Отрывок>
Невозможность путешествий
Шрифт:
«Итальянская старина ясно показывает, что искусство еще страшно молодо, что не сделано еще почти ничего, а совершенного — вовсе нечего: так что искусство всякое (и великая литература в том числе) еще все впереди…»
Искусство ему нравится (больше всего Беллини и Фра Анжелико, а меньше всего банальный как полдень Рафаэль и грязноватый, небрежный Тициан), а вот сама страна Италия, чьи самые великие эпохи остались давно позади, как-то не очень, то есть вообще никак («все это — одна сплошная помойная яма…»). Несмотря на головокружительные (в прямом и переносном смысле) пейзажи
Из Милана он пишет: «Мы смотрим везде почти все. Правда, что я теперь ничего не могу воспринять, кроме искусства, неба и иногда моря. Люди мне отвратительны, вся жизнь — ужасна. Европейская жизнь так же мерзка, как и русская, вообще — вся жизнь людей во всем мире есть, по-моему, какая-то чудовищно грязная лужа.
Я написал несколько хороших стихотворений…»
(Вот они и составили костяк неоднократно обновляемых «Итальянских стихов».)
И в-третьих, есть серия очерков «Молнии искусства» (официальный подзаголовок «неоконченная книга «итальянских впечатлений»), куда, помимо предисловия и послесловия, вошло пять небольших эссе.

Исходные данные>
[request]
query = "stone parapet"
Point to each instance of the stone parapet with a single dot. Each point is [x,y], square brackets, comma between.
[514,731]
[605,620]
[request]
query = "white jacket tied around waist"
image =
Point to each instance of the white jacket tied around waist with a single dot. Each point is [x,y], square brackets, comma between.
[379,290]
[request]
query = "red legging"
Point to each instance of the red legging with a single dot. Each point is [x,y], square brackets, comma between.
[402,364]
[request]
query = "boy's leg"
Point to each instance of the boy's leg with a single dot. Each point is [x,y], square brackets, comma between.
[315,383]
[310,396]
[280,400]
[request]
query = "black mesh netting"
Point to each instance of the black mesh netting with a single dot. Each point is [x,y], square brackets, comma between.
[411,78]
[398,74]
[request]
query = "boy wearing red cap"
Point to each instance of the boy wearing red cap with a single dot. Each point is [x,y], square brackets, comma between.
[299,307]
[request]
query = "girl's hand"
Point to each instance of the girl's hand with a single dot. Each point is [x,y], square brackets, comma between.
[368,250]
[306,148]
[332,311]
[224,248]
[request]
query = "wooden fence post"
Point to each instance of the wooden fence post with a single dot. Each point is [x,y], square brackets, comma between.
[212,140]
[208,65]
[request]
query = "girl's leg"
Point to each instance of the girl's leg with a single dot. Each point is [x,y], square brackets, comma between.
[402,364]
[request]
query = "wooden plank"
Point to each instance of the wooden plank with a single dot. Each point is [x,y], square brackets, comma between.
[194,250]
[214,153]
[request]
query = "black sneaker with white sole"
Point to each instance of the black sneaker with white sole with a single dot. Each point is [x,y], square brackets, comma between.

Задание 1>
Перепишите из отрывка об Италии кусок текста, который начинается словами «Я написал несколько» и заканчивается словами «пять небольших эссе.».
Задание 2>
Сколько небольших эссе, если верить отрывку об Италии, вошло в серию очерков «Молнии искусства»?

Ответ 1>
Я написал несколько хороших стихотворений…»
(Вот они и составили костяк неоднократно обновляемых «Итальянских стихов».)
И в-третьих, есть серия очерков «Молнии искусства» (официальный подзаголовок «неоконченная книга «итальянских впечатлений»), куда, помимо предисловия и послесловия, вошло пять небольших эссе.

Ответ 2>
Пять небольших эссе, не считая предисловия и послесловия.